## [WHAT IS EXPECTED]
Gather every line of the rows that contains the word "curry", and copy each one. Case counts.

___ DATA IN THIS EXERCISE

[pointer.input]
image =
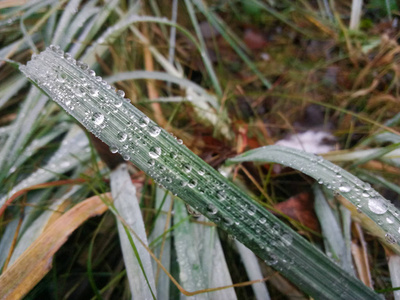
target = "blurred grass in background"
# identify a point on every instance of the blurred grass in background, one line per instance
(275, 69)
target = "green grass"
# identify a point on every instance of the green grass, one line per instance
(234, 98)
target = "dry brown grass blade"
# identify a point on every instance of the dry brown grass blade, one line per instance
(367, 224)
(36, 261)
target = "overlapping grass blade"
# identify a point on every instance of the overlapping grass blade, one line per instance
(331, 230)
(360, 194)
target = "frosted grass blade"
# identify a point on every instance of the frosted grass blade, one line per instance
(360, 194)
(331, 229)
(187, 84)
(74, 145)
(191, 274)
(127, 130)
(163, 202)
(213, 263)
(394, 263)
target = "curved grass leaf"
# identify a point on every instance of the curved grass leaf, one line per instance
(128, 131)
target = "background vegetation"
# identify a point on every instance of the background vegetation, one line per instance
(273, 68)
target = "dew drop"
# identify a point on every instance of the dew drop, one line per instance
(122, 136)
(221, 195)
(227, 221)
(79, 91)
(192, 183)
(287, 239)
(117, 103)
(84, 66)
(97, 118)
(377, 205)
(113, 149)
(390, 238)
(61, 77)
(154, 131)
(187, 168)
(155, 152)
(251, 210)
(93, 91)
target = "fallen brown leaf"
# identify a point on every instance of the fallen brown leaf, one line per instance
(300, 208)
(36, 261)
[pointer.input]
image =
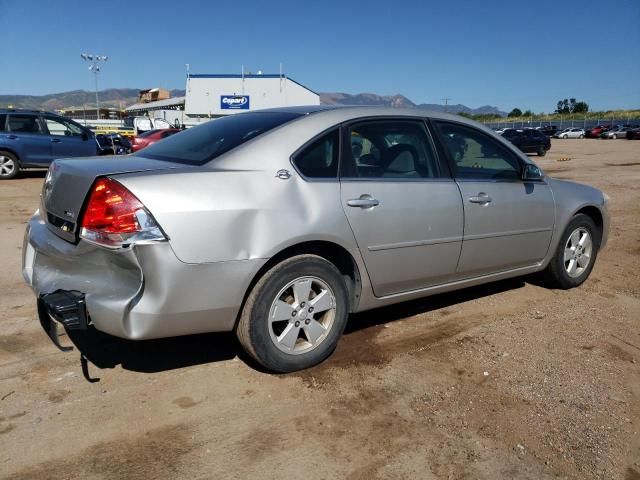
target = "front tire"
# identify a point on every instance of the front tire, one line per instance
(576, 254)
(9, 166)
(295, 314)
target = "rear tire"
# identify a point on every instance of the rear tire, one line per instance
(9, 166)
(279, 327)
(576, 254)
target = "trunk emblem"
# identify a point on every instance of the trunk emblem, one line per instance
(283, 174)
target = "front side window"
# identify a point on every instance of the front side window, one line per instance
(390, 149)
(477, 155)
(62, 128)
(23, 124)
(320, 159)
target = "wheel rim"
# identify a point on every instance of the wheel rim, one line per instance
(577, 252)
(302, 315)
(7, 166)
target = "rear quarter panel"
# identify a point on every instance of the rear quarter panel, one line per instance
(213, 216)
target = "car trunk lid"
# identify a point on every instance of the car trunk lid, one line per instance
(68, 182)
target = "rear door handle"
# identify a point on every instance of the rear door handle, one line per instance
(365, 201)
(482, 198)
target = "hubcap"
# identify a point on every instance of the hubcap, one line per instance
(577, 252)
(6, 166)
(301, 316)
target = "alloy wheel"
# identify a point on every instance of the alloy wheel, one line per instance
(7, 166)
(301, 315)
(577, 252)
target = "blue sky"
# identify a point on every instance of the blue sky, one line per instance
(504, 53)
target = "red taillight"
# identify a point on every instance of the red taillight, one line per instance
(111, 208)
(115, 218)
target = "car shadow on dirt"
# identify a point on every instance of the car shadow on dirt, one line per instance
(151, 356)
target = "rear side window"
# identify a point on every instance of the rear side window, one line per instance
(147, 134)
(201, 144)
(23, 124)
(477, 155)
(398, 149)
(320, 159)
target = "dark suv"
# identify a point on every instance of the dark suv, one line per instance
(528, 140)
(33, 139)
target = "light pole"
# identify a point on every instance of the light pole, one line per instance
(94, 67)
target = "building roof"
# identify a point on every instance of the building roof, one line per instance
(247, 75)
(169, 102)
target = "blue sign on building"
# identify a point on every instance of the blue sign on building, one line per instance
(234, 102)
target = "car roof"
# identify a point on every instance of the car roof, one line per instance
(342, 113)
(28, 111)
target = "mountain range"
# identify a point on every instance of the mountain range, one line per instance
(122, 97)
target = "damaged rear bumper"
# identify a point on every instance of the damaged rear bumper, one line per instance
(137, 293)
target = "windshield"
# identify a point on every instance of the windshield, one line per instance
(198, 145)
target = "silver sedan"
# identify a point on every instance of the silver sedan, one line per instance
(278, 224)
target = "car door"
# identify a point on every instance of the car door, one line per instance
(68, 139)
(25, 136)
(508, 222)
(402, 205)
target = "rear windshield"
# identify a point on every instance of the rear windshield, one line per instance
(198, 145)
(146, 134)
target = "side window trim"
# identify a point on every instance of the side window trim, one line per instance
(451, 162)
(311, 141)
(443, 173)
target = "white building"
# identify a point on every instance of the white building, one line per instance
(223, 94)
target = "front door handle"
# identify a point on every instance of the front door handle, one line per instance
(365, 201)
(482, 198)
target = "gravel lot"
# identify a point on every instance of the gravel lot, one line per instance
(509, 380)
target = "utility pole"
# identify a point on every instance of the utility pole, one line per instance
(94, 67)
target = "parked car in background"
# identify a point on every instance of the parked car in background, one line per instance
(33, 139)
(152, 136)
(528, 140)
(595, 132)
(570, 133)
(633, 134)
(113, 144)
(617, 132)
(168, 241)
(548, 130)
(145, 124)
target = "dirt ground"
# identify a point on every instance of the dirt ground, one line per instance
(509, 380)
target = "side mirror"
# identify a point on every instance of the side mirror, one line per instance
(532, 172)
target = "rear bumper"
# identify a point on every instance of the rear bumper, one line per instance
(139, 293)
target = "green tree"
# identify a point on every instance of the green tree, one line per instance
(571, 105)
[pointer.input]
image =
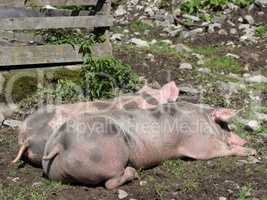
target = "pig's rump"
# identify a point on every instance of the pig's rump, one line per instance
(109, 147)
(36, 129)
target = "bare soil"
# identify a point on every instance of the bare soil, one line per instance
(228, 177)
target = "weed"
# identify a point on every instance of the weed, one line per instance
(195, 6)
(140, 26)
(261, 31)
(245, 193)
(223, 64)
(207, 51)
(102, 78)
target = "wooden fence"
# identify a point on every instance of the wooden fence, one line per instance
(13, 29)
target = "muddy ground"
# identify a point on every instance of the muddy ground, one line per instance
(223, 178)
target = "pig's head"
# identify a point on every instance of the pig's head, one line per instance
(33, 135)
(170, 91)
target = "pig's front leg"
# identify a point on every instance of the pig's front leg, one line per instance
(219, 115)
(128, 175)
(207, 147)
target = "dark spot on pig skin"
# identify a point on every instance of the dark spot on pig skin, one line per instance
(65, 140)
(149, 99)
(116, 130)
(131, 105)
(102, 105)
(42, 117)
(170, 110)
(95, 155)
(157, 114)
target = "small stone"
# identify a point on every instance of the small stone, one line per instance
(15, 180)
(252, 125)
(143, 183)
(233, 55)
(262, 3)
(191, 17)
(261, 116)
(154, 41)
(150, 57)
(139, 43)
(212, 27)
(120, 11)
(231, 23)
(149, 12)
(169, 42)
(2, 81)
(188, 34)
(36, 184)
(122, 194)
(222, 32)
(116, 37)
(185, 66)
(233, 31)
(12, 123)
(188, 90)
(204, 70)
(249, 19)
(240, 19)
(256, 79)
(180, 48)
(2, 118)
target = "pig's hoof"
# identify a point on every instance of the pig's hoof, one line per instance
(128, 175)
(242, 151)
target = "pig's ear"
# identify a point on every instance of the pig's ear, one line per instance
(22, 150)
(222, 114)
(53, 153)
(170, 91)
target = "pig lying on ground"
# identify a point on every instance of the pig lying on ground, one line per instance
(109, 147)
(36, 129)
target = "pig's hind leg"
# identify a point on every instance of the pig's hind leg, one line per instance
(208, 147)
(128, 175)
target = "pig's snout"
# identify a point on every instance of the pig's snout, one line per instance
(21, 152)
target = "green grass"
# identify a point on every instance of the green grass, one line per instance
(264, 71)
(261, 31)
(140, 26)
(207, 51)
(194, 6)
(246, 194)
(41, 192)
(223, 64)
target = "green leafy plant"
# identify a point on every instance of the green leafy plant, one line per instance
(191, 6)
(261, 31)
(102, 78)
(194, 6)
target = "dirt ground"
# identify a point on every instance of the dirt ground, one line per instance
(223, 178)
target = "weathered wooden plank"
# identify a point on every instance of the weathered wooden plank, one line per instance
(48, 54)
(35, 23)
(21, 3)
(27, 55)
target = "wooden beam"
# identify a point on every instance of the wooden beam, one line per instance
(35, 23)
(48, 54)
(27, 55)
(21, 3)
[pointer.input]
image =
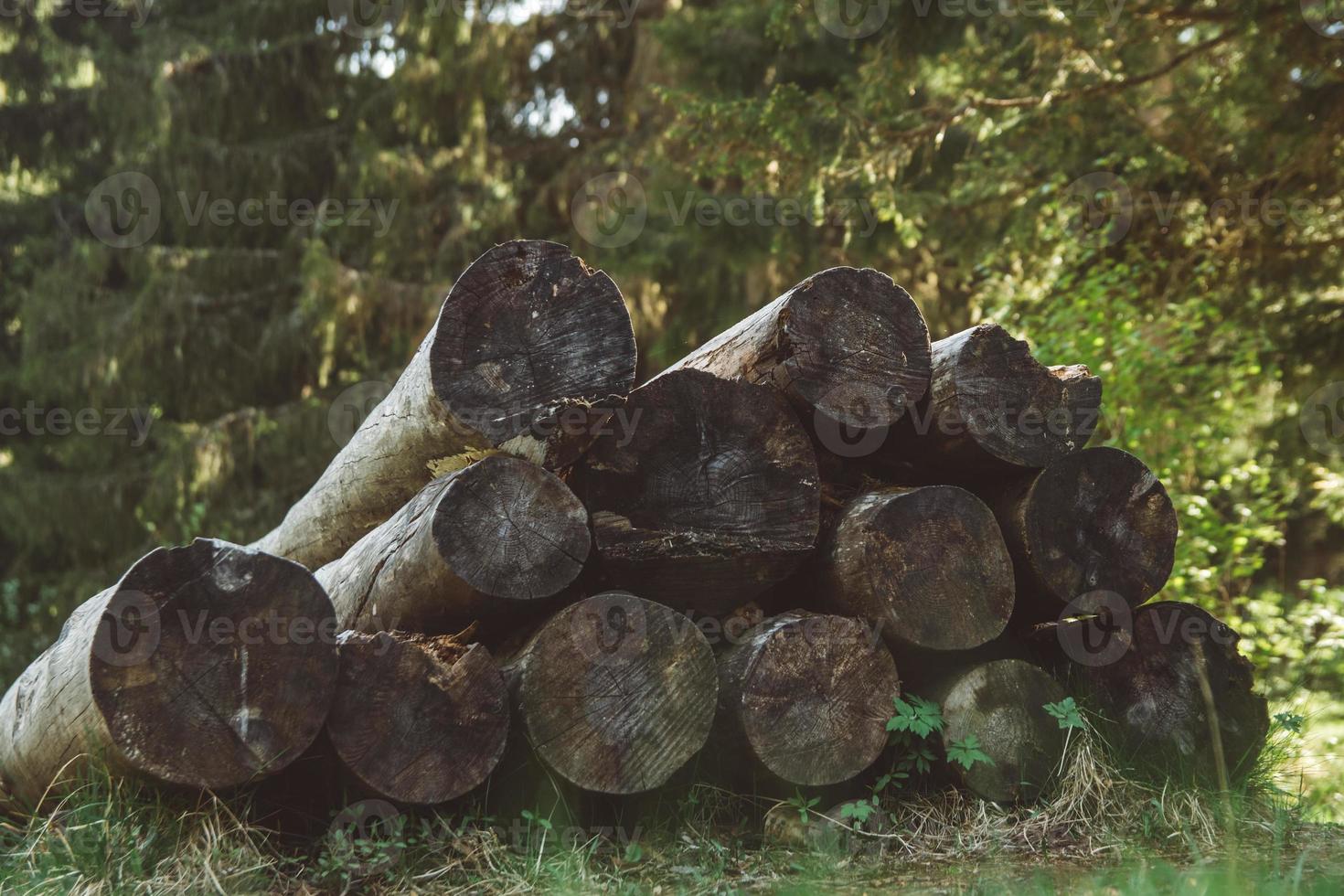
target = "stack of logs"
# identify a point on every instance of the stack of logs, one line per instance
(520, 549)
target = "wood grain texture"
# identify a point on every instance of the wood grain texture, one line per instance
(806, 696)
(480, 541)
(526, 334)
(709, 500)
(615, 692)
(206, 666)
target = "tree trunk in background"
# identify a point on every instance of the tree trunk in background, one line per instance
(206, 666)
(1001, 704)
(418, 719)
(499, 534)
(925, 566)
(992, 409)
(1172, 688)
(847, 347)
(806, 696)
(1092, 524)
(527, 337)
(615, 692)
(709, 498)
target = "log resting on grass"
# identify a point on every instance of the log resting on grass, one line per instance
(496, 535)
(417, 719)
(1174, 689)
(808, 696)
(847, 347)
(709, 500)
(1092, 523)
(925, 566)
(527, 335)
(1001, 704)
(206, 666)
(615, 692)
(994, 409)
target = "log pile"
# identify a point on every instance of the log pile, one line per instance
(519, 554)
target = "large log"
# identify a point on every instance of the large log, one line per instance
(477, 543)
(527, 335)
(806, 696)
(1001, 704)
(1172, 688)
(709, 500)
(417, 719)
(206, 666)
(928, 567)
(615, 692)
(994, 409)
(847, 347)
(1090, 524)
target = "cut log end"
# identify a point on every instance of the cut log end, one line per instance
(526, 329)
(709, 500)
(1100, 521)
(511, 529)
(858, 348)
(811, 693)
(418, 719)
(617, 692)
(1001, 704)
(926, 566)
(214, 664)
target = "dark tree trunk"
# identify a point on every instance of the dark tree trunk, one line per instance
(418, 719)
(495, 536)
(615, 692)
(806, 696)
(1001, 704)
(709, 500)
(992, 409)
(526, 340)
(1172, 688)
(206, 666)
(925, 566)
(847, 347)
(1089, 526)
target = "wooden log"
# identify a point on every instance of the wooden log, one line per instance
(928, 567)
(1001, 704)
(615, 693)
(1174, 690)
(709, 500)
(477, 543)
(806, 696)
(206, 666)
(994, 409)
(527, 335)
(417, 719)
(847, 347)
(1097, 521)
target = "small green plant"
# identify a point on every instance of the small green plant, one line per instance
(966, 752)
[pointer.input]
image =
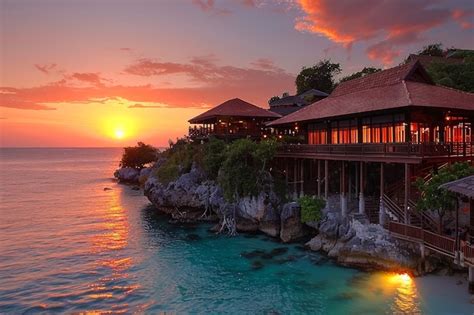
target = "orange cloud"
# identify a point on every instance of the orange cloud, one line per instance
(390, 23)
(89, 77)
(46, 68)
(217, 83)
(464, 18)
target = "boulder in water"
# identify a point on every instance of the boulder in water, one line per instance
(127, 175)
(291, 227)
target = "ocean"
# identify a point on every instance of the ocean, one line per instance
(73, 240)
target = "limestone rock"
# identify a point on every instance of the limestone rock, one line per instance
(127, 175)
(291, 227)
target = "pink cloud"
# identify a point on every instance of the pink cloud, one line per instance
(145, 106)
(218, 83)
(350, 21)
(464, 18)
(87, 77)
(46, 68)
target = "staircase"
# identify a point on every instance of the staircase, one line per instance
(394, 201)
(372, 207)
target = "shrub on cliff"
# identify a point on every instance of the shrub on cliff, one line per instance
(179, 160)
(244, 169)
(214, 154)
(311, 208)
(137, 157)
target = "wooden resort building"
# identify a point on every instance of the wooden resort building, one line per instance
(232, 119)
(372, 138)
(464, 188)
(288, 104)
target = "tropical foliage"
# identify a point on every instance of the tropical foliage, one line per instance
(244, 169)
(214, 154)
(178, 159)
(320, 76)
(138, 156)
(311, 208)
(441, 200)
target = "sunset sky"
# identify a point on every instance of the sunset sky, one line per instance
(113, 72)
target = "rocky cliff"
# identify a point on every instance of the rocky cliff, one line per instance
(352, 242)
(193, 194)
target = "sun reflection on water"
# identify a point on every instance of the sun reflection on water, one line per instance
(398, 289)
(110, 245)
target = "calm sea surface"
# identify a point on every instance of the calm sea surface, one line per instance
(67, 246)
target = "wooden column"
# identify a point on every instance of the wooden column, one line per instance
(361, 189)
(407, 191)
(286, 175)
(302, 177)
(326, 179)
(471, 219)
(319, 178)
(356, 180)
(343, 190)
(295, 179)
(382, 206)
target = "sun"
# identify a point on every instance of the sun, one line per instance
(119, 133)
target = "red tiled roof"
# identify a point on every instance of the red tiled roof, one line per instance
(234, 107)
(387, 89)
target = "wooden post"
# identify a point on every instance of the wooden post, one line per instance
(319, 178)
(349, 181)
(343, 190)
(295, 172)
(361, 189)
(407, 191)
(382, 206)
(471, 279)
(356, 180)
(287, 186)
(326, 179)
(302, 178)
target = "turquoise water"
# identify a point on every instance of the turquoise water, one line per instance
(68, 245)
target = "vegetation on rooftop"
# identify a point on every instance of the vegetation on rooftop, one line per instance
(321, 76)
(138, 156)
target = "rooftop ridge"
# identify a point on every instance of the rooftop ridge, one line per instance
(410, 101)
(385, 77)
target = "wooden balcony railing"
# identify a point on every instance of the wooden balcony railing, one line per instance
(468, 251)
(205, 132)
(381, 149)
(440, 243)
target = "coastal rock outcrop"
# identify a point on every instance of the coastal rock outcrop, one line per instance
(127, 175)
(366, 246)
(291, 227)
(193, 192)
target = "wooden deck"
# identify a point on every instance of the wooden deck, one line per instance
(440, 243)
(390, 152)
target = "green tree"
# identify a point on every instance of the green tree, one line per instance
(439, 200)
(213, 157)
(360, 74)
(244, 169)
(179, 159)
(435, 50)
(320, 76)
(454, 75)
(138, 156)
(311, 208)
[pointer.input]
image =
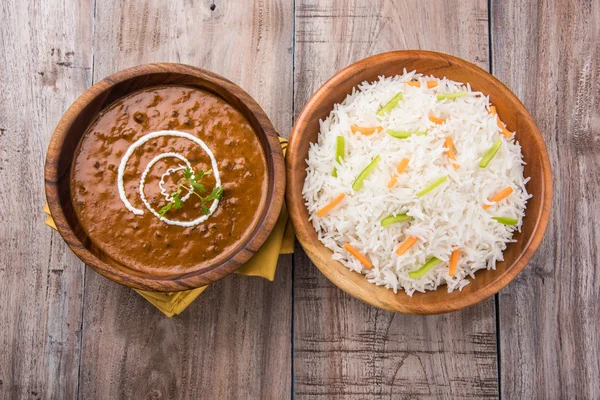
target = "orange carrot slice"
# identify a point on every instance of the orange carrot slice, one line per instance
(503, 129)
(501, 195)
(363, 260)
(399, 169)
(331, 205)
(407, 244)
(450, 146)
(366, 130)
(453, 262)
(437, 120)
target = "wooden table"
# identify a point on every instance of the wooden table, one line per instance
(66, 332)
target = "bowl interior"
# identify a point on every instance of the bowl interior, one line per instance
(512, 112)
(86, 109)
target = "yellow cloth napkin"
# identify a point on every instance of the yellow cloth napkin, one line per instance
(263, 263)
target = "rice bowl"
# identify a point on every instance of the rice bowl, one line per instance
(450, 217)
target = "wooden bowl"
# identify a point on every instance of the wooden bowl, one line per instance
(513, 113)
(82, 113)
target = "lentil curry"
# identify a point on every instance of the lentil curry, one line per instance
(201, 169)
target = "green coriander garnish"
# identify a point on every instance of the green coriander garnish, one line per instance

______

## [ANSWER]
target = "lentil curry"
# identify a point on every instance of the lentil curry, one line per instance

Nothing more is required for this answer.